(Recorded information)

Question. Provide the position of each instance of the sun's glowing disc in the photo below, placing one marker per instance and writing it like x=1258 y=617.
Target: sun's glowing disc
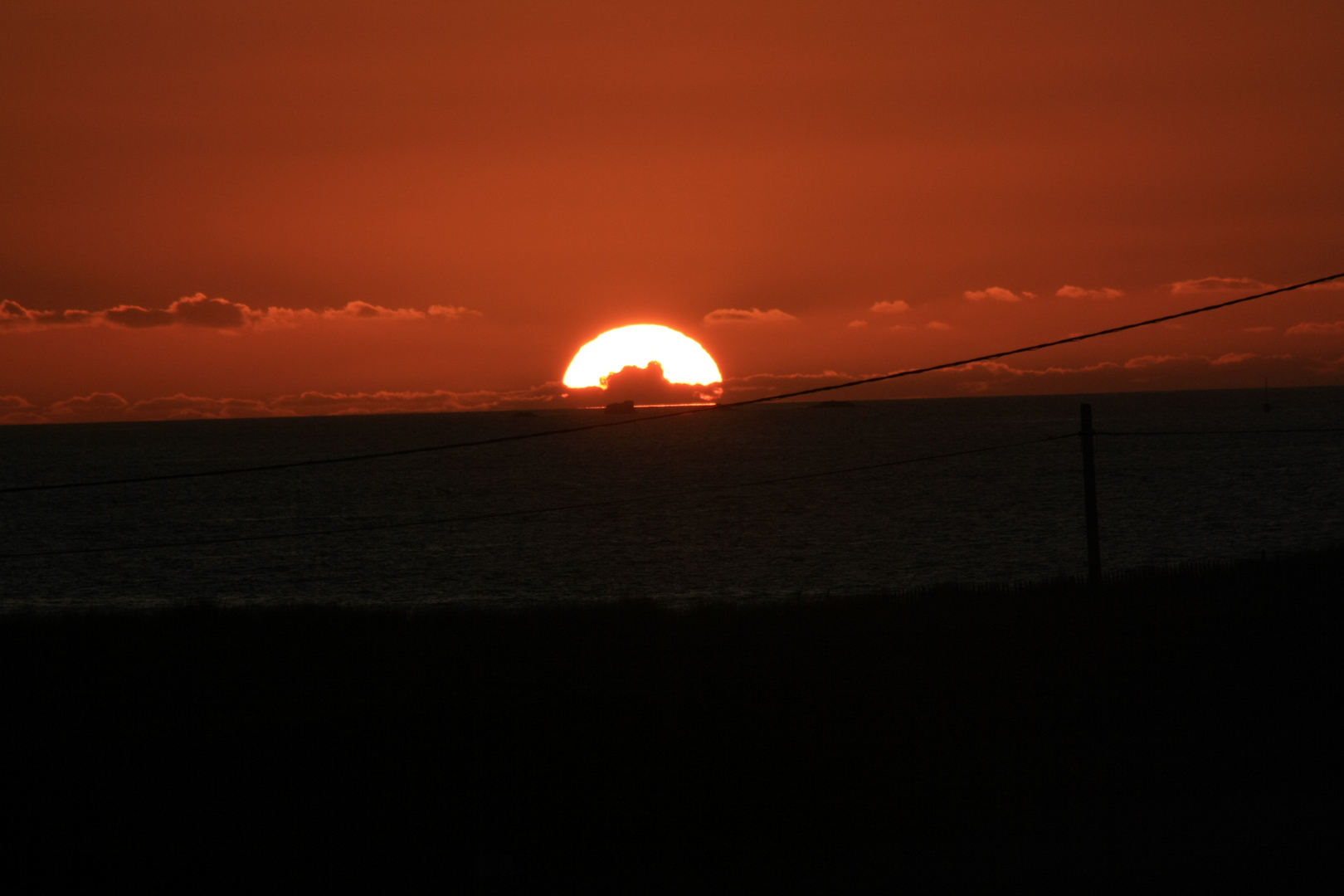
x=682 y=358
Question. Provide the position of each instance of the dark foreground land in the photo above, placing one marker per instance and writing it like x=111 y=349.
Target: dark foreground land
x=1172 y=726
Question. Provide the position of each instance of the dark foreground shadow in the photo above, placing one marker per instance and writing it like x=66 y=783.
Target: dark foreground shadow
x=1172 y=726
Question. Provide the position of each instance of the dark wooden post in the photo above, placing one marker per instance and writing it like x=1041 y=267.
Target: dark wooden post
x=1090 y=500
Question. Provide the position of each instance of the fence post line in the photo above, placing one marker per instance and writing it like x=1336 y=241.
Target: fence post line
x=1090 y=499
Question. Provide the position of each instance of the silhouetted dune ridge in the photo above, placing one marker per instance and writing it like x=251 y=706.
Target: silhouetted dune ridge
x=986 y=733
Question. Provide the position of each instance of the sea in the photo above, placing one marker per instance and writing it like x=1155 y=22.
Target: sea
x=756 y=503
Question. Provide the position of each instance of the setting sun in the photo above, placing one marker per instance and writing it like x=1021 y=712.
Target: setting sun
x=682 y=358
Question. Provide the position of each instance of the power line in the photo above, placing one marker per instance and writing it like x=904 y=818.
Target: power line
x=520 y=437
x=1214 y=431
x=500 y=514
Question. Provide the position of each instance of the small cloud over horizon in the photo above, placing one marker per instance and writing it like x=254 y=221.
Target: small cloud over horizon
x=1220 y=285
x=753 y=316
x=214 y=314
x=997 y=293
x=890 y=308
x=1079 y=292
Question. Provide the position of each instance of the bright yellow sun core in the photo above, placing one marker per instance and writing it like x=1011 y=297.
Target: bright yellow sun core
x=682 y=358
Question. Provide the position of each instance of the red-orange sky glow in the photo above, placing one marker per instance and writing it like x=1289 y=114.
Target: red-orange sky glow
x=351 y=207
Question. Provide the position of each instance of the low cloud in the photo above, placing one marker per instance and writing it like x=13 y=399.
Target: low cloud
x=15 y=316
x=1079 y=292
x=890 y=308
x=753 y=316
x=644 y=386
x=216 y=314
x=1301 y=329
x=1220 y=285
x=997 y=295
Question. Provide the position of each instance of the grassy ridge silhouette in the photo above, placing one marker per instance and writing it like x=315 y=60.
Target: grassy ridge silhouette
x=962 y=733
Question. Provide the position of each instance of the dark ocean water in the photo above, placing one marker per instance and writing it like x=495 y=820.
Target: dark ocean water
x=1015 y=514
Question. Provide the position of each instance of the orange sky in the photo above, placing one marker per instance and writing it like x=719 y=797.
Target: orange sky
x=427 y=206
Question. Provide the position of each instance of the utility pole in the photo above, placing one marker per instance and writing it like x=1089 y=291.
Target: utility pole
x=1090 y=500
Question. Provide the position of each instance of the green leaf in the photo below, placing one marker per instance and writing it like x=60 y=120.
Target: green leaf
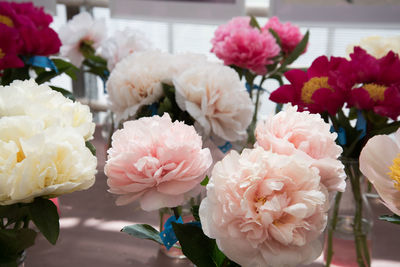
x=44 y=214
x=297 y=51
x=276 y=36
x=205 y=181
x=13 y=242
x=91 y=147
x=196 y=245
x=254 y=23
x=143 y=231
x=390 y=218
x=64 y=92
x=195 y=211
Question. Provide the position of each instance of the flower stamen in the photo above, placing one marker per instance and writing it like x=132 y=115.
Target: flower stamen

(End Recorded information)

Task goal: Identify all lines in the records above with the word "flower".

Solution below:
Question. Provide the position of each instance of the flower stamen in the photo above, placing one marker per instance and writing it like x=132 y=115.
Target: flower stamen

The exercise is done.